The task:
Where the listing below reaches the line containing "Target: sidewalk", start writing out lines exactly, and stop once the line containing "point(975, 604)" has been written.

--- Extracted entries ---

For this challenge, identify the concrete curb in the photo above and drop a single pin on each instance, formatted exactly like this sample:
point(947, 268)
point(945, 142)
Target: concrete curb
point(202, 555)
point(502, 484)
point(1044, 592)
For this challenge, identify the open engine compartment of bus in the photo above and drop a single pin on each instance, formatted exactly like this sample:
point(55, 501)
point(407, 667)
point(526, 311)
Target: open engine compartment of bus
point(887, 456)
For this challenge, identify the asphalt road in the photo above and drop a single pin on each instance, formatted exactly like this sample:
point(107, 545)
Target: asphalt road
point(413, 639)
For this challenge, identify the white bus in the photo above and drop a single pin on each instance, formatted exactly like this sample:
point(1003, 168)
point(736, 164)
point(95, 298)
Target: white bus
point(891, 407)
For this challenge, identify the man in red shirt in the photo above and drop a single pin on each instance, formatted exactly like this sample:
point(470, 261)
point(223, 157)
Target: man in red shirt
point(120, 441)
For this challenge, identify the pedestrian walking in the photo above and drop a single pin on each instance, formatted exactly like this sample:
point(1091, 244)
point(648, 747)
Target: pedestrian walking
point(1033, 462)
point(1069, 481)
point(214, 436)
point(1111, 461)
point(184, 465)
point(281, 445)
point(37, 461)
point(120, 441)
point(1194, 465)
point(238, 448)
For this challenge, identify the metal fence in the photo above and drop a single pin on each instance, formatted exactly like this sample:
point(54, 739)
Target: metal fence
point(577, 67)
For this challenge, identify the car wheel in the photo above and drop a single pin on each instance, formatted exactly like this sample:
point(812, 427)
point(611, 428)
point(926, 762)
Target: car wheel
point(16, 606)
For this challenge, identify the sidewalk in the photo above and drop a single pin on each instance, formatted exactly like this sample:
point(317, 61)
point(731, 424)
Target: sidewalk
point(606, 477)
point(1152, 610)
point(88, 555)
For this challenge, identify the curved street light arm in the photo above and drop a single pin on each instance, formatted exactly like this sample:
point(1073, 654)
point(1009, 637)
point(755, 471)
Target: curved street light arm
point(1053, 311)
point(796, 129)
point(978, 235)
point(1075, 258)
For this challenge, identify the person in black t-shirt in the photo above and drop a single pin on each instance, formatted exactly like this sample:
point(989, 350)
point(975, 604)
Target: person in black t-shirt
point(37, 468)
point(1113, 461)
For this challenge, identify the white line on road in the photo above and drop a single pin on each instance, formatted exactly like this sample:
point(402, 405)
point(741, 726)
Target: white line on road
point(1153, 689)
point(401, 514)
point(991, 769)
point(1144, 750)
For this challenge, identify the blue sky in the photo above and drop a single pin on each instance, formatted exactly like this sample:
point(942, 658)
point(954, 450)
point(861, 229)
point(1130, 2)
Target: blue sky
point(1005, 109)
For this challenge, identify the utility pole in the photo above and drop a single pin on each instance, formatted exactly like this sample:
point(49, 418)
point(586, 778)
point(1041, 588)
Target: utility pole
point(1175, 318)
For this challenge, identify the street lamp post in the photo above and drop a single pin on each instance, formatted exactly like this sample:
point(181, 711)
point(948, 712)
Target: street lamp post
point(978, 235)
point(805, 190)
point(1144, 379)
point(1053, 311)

---

Answer to the exercise:
Target: sidewalk
point(606, 477)
point(1152, 610)
point(88, 555)
For this challenge, identify the curved street light arm in the photo above and drop a single pin on each instance, formatted exactly like this sample:
point(1073, 654)
point(1009, 637)
point(755, 471)
Target: curved street light arm
point(1053, 311)
point(796, 129)
point(978, 235)
point(1075, 258)
For this challenge, identify the person in black t-shirt in the photo above and drop a single pin on each instance, formatted exactly like this sample:
point(989, 350)
point(975, 604)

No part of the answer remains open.